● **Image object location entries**
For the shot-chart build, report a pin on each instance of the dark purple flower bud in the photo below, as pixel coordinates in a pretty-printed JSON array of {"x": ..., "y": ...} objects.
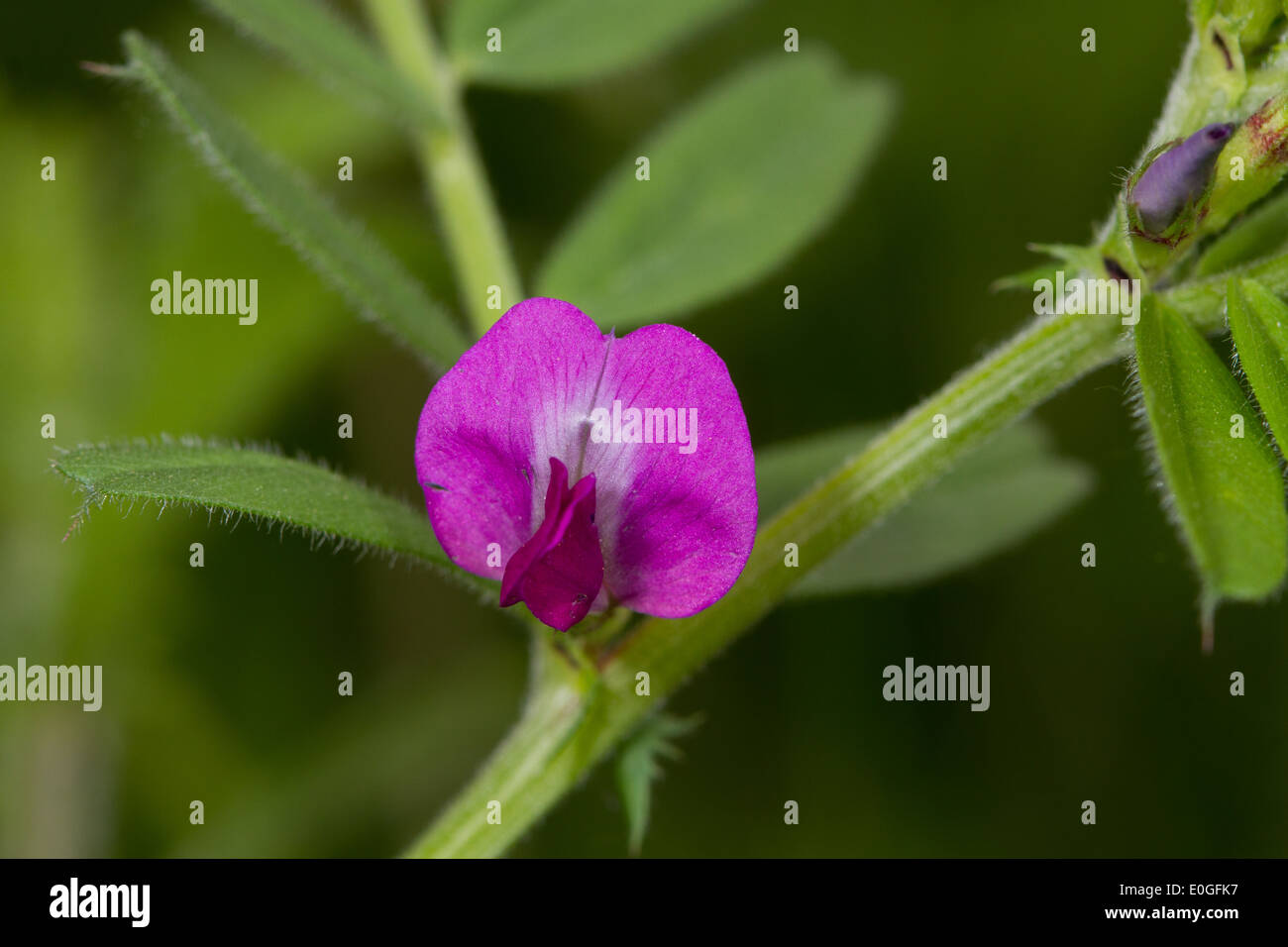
[{"x": 1177, "y": 176}]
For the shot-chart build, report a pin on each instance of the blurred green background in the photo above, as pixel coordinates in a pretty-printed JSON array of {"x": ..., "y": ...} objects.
[{"x": 220, "y": 684}]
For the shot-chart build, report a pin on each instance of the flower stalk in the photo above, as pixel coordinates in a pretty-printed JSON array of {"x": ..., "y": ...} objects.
[{"x": 454, "y": 172}]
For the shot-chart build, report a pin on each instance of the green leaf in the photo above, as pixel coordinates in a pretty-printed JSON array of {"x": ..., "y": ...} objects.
[
  {"x": 1258, "y": 321},
  {"x": 327, "y": 48},
  {"x": 548, "y": 43},
  {"x": 258, "y": 484},
  {"x": 991, "y": 501},
  {"x": 1227, "y": 491},
  {"x": 338, "y": 248},
  {"x": 638, "y": 766},
  {"x": 1262, "y": 234},
  {"x": 738, "y": 182}
]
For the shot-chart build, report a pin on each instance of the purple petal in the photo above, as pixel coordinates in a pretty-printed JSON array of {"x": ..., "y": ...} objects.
[
  {"x": 561, "y": 570},
  {"x": 675, "y": 521},
  {"x": 1177, "y": 176}
]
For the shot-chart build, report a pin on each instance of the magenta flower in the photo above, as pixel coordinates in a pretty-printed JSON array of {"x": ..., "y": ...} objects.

● **Directions**
Copy every line of the data exactly as written, excluding the pictures.

● **Solution for this exercise**
For the shot-chart build, report a pin on each instance of the dark purple flower bud in the photo below, as pixel coordinates in a pretty-printed JSON array of {"x": ..., "y": ...} objects.
[{"x": 1177, "y": 176}]
For the shot-chart build, report a pin on each instance of the blurred green background in the photo above, as pixel coordinates in a pretty-printed JSON array of {"x": ..., "y": ...} objects.
[{"x": 220, "y": 684}]
For the shot-chart build, report a pin on each instance of the flower stalk in the photo above, as pixel coordinates in a pretty-printed JSON array of {"x": ..., "y": ...} objects.
[{"x": 454, "y": 172}]
For the shot-chart build, report a pin on each instance of the green leaf in the photo above, as pixel coordinates in a pretty-printed JSON array of {"x": ..., "y": ...} objects.
[
  {"x": 1258, "y": 321},
  {"x": 327, "y": 48},
  {"x": 548, "y": 43},
  {"x": 258, "y": 484},
  {"x": 991, "y": 501},
  {"x": 1227, "y": 491},
  {"x": 338, "y": 248},
  {"x": 638, "y": 766},
  {"x": 1262, "y": 234},
  {"x": 738, "y": 182}
]
For the shot-chart build, report a pin on each instance of the purple petal in the photo above, as pixel coordinates in a pretty-printed JSON array of {"x": ..., "y": ...} objects.
[
  {"x": 561, "y": 570},
  {"x": 675, "y": 521},
  {"x": 1177, "y": 176}
]
For the shot-chart build, report a pin on each instance of the magenta flower in the photo above, as pixel coordinates in a pretty-printed JSON array of {"x": ..., "y": ...} objects.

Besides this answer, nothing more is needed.